INFORMATION GIVEN:
<<<<

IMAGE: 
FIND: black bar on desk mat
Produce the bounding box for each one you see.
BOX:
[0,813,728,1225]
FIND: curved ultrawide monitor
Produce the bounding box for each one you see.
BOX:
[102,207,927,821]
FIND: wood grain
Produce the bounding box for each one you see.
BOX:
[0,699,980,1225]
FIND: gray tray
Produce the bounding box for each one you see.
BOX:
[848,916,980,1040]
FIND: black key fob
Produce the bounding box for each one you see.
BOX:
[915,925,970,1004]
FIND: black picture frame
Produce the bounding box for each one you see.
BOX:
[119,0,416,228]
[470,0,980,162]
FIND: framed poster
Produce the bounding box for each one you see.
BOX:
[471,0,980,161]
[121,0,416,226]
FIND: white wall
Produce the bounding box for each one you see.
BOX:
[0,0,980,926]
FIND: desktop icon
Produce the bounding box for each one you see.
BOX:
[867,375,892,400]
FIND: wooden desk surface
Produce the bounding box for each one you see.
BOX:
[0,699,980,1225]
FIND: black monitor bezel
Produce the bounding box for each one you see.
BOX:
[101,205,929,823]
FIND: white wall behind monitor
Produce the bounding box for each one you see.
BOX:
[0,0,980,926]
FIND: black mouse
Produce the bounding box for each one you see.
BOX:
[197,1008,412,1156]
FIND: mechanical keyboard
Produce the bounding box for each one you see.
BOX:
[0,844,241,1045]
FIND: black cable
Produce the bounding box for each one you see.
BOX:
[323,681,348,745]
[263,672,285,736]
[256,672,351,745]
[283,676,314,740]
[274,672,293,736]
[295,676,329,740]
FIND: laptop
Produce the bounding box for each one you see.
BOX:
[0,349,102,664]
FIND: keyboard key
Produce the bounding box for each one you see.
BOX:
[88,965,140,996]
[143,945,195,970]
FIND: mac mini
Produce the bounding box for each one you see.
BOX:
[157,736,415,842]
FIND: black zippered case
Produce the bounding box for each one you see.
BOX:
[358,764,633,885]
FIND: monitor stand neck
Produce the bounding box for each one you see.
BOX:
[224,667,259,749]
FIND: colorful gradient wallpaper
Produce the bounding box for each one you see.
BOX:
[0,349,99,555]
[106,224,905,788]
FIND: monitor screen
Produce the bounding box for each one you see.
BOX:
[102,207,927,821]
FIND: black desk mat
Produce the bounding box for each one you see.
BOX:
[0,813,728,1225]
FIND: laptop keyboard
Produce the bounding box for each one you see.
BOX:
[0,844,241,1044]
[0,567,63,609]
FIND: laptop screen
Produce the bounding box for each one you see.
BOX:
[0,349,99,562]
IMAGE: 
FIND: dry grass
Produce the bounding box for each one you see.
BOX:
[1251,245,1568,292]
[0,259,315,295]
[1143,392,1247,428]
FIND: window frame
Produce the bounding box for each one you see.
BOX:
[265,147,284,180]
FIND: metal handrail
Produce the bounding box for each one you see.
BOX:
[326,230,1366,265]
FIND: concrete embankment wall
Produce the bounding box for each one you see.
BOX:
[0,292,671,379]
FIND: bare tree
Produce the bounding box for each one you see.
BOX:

>>>>

STATED PROBLEM: Can you reproduce all of the material above, line for line and word for word?

SOLVED EXERCISE:
IMAGE: 
FIND: black bar on desk mat
Produce the bounding box for each one you see.
BOX:
[0,813,728,1225]
FIND: curved ultrawide monitor
Produce the bounding box for each one you see.
BOX:
[102,207,927,821]
FIND: wood grain
Produce the bounding box for each one you see.
BOX:
[0,699,980,1225]
FIND: gray tray
Produce the bounding box for each one you see.
BOX:
[848,916,980,1040]
FIND: black key fob
Produce the bounding box for each one you see.
BOX:
[915,925,970,1004]
FIND: black picture frame
Produce the bounding box for each one you see.
BOX:
[119,0,416,228]
[470,0,980,162]
FIND: framed poster
Produce the bounding box for each one you see.
BOX:
[471,0,980,161]
[121,0,416,226]
FIND: white wall
Produce the bounding box for each one you see.
BOX:
[0,0,980,926]
FIND: desktop icon
Produce the bounding box for each one you see.
BOX:
[867,375,892,400]
FIND: wooden desk surface
Produce the bounding box for each one you see.
BOX:
[0,699,980,1225]
FIND: black monitor bezel
Produce the bounding box for each one you see.
BOX:
[101,205,929,823]
FIND: white wall behind monitor
Produce the bounding box for each one you see.
BOX:
[0,0,980,926]
FIND: black mouse
Produce the bounding box for each one you see.
BOX:
[197,1008,412,1156]
FIND: mechanical keyboard
Produce the bounding box for each one you see.
BOX:
[0,844,241,1045]
FIND: black cable
Produce the bounding box for each one you see.
BOX:
[323,681,348,745]
[263,672,285,736]
[256,672,351,745]
[283,676,314,740]
[274,672,293,736]
[295,676,329,740]
FIND: laptop
Produce the bounding box for each one you see.
BOX:
[0,349,102,664]
FIND: keyboard key
Produce the bounding box for each one you see.
BOX:
[88,965,140,996]
[143,945,195,970]
FIND: mac mini
Produce the bounding box for each one you see.
BOX:
[157,736,415,842]
FIND: black zippered case
Produce the bounding box for each one you see.
BOX:
[358,764,633,885]
FIND: monitor stand neck
Produce the bounding box for each one you see.
BOX:
[224,667,259,749]
FIND: colorful gradient wallpaper
Produce the bounding box for each one you see.
BOX:
[0,349,99,555]
[106,224,905,788]
FIND: monitor screen
Produce the bounding box for each one you see.
BOX:
[102,207,927,821]
FIND: black desk mat
Produce the bounding box for each one you see.
BOX:
[0,813,728,1225]
FIND: laptop keyboard
Produce the bounding box for each one you see.
BOX:
[0,844,241,1044]
[0,567,63,609]
FIND: laptop screen
Produce the bounding box for each one you see.
BOX:
[0,349,99,562]
IMAGE: 
FIND: dry grass
Produce the bounding box for each one you see.
BOX:
[1251,245,1568,292]
[0,259,315,295]
[1143,392,1247,428]
FIND: window frame
Produce the bounding box for each one you see.
BOX:
[265,147,284,180]
FIND: metal handrail
Produce the bounding box for each one you see.
BOX:
[326,230,1366,265]
FIND: concrete embankment wall
Produce the bounding box for each one you see.
BOX:
[0,292,671,379]
FIND: bare tree
Produce the bounding box for each one you see.
BOX:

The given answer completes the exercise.